_Prompt_
Without the images, print all the entries below exactly as given.

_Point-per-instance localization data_

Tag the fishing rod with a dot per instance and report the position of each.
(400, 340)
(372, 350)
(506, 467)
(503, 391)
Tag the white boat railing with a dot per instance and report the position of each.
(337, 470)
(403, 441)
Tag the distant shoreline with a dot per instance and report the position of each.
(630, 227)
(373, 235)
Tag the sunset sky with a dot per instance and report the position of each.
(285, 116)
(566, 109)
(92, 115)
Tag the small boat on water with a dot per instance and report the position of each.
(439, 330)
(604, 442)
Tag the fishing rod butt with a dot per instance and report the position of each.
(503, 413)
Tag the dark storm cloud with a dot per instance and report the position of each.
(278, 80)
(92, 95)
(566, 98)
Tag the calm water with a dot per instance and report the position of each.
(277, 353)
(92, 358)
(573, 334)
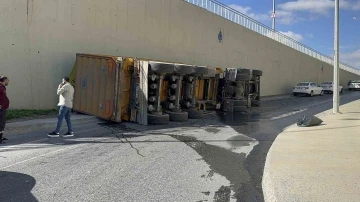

_Answer space_
Tag the fishing rod with a dot per instance and report the position of each.
(400, 340)
(372, 350)
(506, 467)
(503, 391)
Tag the white boat railing with a dot per instance and report the position of each.
(337, 470)
(403, 441)
Tag the distant shoreline with a dot per instance and report the position of each.
(630, 227)
(373, 235)
Tag the sunset sky with a dot per instance and report the position of each.
(285, 116)
(566, 109)
(92, 115)
Tag the small boat on water with a dot per instance and report the position of each.
(439, 330)
(604, 442)
Tag the fishing rod butt with a dot per instance and report the position of each.
(503, 413)
Tag the dark storm cloud with a dot per instance and report the position of each.
(278, 80)
(92, 95)
(566, 98)
Tag the calm water with a dot per instance and report the position of each.
(277, 353)
(92, 358)
(573, 334)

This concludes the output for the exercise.